» **The problem**: Please copy each line from the entries that contains the string "below".

Dataset entries
★ ★ ★ ★

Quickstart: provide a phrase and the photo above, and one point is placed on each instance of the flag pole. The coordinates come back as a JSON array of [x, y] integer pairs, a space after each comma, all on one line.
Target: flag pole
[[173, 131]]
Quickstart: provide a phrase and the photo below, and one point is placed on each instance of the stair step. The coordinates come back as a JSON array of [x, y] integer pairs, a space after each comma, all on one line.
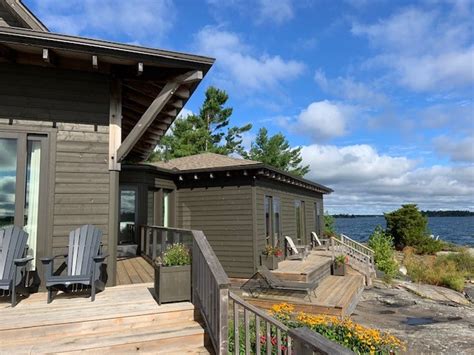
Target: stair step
[[156, 338]]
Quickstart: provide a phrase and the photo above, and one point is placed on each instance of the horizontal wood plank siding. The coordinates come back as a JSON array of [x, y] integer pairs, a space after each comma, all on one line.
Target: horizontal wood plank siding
[[288, 195], [51, 94], [224, 214]]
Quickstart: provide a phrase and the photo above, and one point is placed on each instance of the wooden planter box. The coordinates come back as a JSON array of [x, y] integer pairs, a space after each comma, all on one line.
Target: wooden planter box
[[270, 261], [338, 269], [172, 283]]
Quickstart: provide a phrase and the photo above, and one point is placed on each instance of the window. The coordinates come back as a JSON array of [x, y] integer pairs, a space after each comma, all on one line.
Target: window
[[276, 209], [300, 221]]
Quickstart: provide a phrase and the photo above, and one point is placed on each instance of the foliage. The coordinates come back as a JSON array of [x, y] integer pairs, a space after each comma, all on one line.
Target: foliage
[[276, 151], [341, 259], [446, 270], [382, 245], [206, 132], [329, 225], [408, 227], [176, 255], [360, 339], [270, 250]]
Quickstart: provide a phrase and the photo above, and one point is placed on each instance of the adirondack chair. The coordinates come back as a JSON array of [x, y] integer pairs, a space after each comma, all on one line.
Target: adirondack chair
[[83, 262], [13, 259], [297, 252]]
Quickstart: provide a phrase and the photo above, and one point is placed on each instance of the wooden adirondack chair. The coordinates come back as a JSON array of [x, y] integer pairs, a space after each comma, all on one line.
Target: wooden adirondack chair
[[83, 262], [13, 259]]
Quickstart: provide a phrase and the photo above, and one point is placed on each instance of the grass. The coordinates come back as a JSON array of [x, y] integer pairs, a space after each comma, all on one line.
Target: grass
[[449, 270]]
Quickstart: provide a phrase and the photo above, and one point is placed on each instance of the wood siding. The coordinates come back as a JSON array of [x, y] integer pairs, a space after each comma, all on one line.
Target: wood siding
[[51, 94], [224, 214], [288, 195]]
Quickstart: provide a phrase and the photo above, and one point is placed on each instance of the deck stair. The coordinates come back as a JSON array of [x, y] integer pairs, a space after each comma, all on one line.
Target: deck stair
[[123, 319]]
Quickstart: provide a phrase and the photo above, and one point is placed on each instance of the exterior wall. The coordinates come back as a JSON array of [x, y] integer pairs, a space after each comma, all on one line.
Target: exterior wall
[[224, 214], [54, 100], [287, 195]]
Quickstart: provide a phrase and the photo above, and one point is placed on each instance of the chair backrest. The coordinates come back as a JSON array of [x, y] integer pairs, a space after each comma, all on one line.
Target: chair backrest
[[267, 274], [13, 245], [291, 245], [315, 238], [84, 243]]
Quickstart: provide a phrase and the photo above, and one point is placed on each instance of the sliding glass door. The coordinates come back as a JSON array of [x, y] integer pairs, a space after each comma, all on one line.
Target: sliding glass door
[[22, 185]]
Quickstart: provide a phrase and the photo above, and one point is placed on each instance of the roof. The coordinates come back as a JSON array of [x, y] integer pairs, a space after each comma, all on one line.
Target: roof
[[205, 161], [23, 15], [211, 162]]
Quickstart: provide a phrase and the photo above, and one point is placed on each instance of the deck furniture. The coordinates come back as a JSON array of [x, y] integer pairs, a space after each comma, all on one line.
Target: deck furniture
[[297, 252], [255, 285], [13, 259], [83, 262]]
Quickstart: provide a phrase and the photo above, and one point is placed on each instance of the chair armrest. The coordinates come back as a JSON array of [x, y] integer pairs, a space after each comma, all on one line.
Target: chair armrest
[[100, 258], [23, 261]]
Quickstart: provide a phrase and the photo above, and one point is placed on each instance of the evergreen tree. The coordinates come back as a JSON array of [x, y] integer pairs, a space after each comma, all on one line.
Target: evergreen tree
[[276, 151], [206, 132]]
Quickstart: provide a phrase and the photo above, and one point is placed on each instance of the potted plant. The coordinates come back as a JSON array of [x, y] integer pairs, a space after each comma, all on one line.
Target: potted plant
[[271, 256], [173, 275], [339, 265]]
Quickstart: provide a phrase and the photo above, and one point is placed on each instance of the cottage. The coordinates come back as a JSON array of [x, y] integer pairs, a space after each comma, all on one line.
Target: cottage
[[241, 205], [72, 110]]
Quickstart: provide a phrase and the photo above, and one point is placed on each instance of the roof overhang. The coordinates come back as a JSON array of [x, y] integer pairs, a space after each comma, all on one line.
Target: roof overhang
[[143, 73], [254, 170]]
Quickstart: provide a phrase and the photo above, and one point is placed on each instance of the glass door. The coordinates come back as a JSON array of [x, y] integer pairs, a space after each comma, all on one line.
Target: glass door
[[22, 186]]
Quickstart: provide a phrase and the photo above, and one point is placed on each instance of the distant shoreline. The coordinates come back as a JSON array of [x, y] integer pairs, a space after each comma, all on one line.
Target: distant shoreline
[[425, 213]]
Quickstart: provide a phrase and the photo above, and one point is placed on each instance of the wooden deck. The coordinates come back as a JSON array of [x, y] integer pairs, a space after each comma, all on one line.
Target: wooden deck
[[122, 319], [134, 270], [335, 295]]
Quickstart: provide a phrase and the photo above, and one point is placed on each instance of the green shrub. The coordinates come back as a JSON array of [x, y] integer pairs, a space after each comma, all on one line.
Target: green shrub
[[408, 227], [382, 245], [176, 255]]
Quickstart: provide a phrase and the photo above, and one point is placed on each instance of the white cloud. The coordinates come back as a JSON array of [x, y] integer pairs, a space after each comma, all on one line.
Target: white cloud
[[238, 66], [366, 181], [349, 89], [278, 11], [138, 20], [458, 150], [427, 50], [322, 120]]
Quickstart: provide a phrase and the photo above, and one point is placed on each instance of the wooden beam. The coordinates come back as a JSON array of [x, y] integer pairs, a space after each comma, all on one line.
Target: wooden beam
[[8, 53], [95, 62]]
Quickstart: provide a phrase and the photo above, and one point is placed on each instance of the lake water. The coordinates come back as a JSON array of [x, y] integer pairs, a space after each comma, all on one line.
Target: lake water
[[459, 230]]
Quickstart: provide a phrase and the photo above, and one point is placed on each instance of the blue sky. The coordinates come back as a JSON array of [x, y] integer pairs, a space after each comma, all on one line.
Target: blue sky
[[378, 93]]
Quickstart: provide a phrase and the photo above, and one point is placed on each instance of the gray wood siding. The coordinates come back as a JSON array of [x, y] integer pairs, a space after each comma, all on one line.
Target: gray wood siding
[[287, 196], [224, 214], [81, 182], [51, 94]]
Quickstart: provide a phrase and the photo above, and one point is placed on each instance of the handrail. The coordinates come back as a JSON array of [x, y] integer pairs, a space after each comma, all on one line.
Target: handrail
[[352, 241], [210, 284]]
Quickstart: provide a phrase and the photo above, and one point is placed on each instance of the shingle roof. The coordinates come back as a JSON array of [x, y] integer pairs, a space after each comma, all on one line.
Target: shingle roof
[[204, 161]]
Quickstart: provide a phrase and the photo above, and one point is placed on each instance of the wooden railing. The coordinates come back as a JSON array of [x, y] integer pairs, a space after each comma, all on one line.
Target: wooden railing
[[358, 246], [254, 331], [359, 260], [210, 284]]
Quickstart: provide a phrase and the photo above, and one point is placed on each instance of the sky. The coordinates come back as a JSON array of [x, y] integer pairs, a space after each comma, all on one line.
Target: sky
[[378, 93]]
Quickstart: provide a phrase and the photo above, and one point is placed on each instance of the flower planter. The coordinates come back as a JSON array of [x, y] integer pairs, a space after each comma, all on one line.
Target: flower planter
[[338, 269], [270, 261], [172, 283]]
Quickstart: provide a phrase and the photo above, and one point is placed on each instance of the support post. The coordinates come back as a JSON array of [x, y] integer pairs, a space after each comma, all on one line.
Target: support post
[[115, 137]]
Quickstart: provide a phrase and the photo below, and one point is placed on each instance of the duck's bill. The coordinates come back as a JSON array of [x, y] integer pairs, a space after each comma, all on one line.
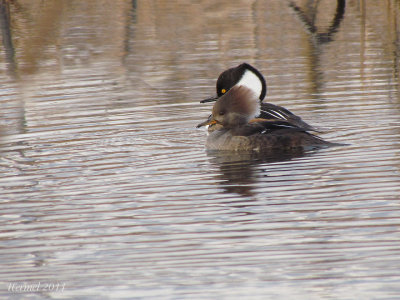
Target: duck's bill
[[211, 99], [209, 122]]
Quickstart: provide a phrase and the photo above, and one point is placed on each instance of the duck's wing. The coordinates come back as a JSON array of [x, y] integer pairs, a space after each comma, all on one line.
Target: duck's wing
[[265, 126], [272, 111]]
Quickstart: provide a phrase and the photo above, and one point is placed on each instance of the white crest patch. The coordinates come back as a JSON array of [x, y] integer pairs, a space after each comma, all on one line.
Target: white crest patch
[[251, 81]]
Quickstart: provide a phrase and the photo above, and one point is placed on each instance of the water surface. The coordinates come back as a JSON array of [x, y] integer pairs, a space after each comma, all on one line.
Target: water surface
[[106, 188]]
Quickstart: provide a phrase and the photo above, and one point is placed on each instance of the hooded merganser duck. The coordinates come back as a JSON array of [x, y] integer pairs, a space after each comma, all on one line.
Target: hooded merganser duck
[[246, 75], [239, 128]]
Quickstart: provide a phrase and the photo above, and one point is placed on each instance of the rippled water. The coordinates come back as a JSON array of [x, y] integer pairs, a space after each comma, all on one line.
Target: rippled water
[[107, 190]]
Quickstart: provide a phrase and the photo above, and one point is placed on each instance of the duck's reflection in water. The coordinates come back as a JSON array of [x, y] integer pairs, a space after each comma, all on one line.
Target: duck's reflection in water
[[239, 171]]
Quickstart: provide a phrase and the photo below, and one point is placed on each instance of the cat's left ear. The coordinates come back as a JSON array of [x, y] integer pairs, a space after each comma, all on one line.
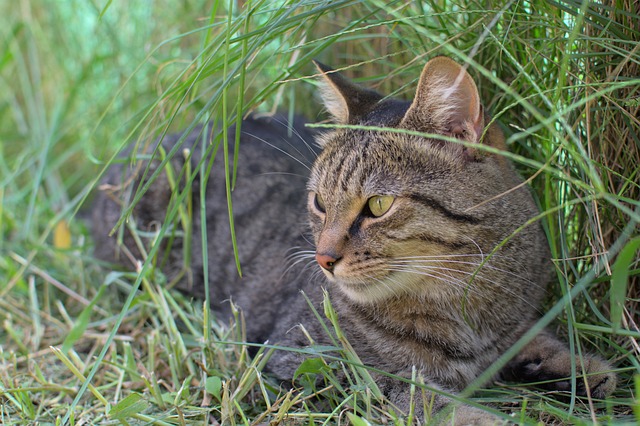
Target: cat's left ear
[[345, 100], [446, 102]]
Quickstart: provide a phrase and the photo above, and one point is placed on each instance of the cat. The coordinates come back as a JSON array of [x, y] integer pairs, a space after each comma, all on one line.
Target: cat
[[420, 238]]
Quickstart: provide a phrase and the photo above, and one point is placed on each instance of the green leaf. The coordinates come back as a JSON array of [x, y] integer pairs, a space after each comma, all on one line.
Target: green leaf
[[311, 366], [357, 421], [82, 322], [213, 386], [129, 406], [619, 280]]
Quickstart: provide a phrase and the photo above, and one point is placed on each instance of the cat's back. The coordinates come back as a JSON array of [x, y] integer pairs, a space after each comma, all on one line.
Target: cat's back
[[265, 173]]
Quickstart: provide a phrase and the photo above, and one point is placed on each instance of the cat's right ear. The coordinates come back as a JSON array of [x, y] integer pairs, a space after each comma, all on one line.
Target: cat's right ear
[[346, 101], [446, 102]]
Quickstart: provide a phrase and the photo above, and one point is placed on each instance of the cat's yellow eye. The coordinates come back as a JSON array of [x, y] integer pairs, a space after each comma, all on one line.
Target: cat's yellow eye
[[380, 204], [319, 203]]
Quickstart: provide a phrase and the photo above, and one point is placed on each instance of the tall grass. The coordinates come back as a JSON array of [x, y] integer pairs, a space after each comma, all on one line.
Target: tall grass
[[80, 81]]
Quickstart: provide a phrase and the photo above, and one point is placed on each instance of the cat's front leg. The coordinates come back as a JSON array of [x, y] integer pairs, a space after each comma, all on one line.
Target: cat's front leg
[[431, 407], [548, 360]]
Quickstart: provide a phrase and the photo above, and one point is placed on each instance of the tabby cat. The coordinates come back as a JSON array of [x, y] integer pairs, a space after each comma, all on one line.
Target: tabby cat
[[419, 235]]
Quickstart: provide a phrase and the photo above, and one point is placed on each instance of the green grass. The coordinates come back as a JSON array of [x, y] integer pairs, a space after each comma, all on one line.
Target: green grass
[[81, 80]]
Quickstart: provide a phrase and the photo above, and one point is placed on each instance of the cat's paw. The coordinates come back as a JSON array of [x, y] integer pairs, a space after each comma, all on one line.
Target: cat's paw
[[547, 362]]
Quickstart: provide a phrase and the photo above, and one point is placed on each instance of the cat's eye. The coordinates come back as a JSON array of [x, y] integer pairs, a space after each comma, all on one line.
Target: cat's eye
[[318, 202], [380, 204]]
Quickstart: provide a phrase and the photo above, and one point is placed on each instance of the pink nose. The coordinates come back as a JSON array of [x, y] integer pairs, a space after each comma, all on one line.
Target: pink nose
[[327, 261]]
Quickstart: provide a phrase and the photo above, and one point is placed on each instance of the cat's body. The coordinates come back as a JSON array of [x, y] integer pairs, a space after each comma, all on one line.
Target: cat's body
[[425, 245]]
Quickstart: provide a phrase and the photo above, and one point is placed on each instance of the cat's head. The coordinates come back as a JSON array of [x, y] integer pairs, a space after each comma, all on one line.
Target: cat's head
[[396, 213]]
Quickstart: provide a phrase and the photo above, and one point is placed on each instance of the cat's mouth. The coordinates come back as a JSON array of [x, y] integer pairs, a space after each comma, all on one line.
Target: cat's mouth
[[370, 289]]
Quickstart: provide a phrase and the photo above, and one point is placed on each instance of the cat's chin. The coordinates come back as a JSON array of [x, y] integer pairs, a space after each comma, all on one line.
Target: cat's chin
[[376, 290]]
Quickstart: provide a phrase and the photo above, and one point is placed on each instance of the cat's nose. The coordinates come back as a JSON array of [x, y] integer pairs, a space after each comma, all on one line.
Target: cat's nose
[[327, 261]]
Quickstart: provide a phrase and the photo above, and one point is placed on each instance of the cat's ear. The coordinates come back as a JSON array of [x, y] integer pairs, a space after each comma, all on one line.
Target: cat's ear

★ ★ ★ ★

» **Expected answer**:
Quickstart: provide a phrase and the photo below, and one point is placed on each instance of the stair step. The coordinates come back as a JSON array of [x, y] integer pairs, a space after each comma, all on one line.
Quickstart: provide a phrase and the photo below, and one point is placed on each instance of the duck's bill. The coordinates come back as a JSON array of [x, y] integer pairs, a space after each comma, all on one line.
Quickstart: provide a phrase and the photo below, and one point is placed on each instance of the cat's left ear. The coordinates come back as a JSON array of [x, y] integer pairs, a space after each comma, all on one line.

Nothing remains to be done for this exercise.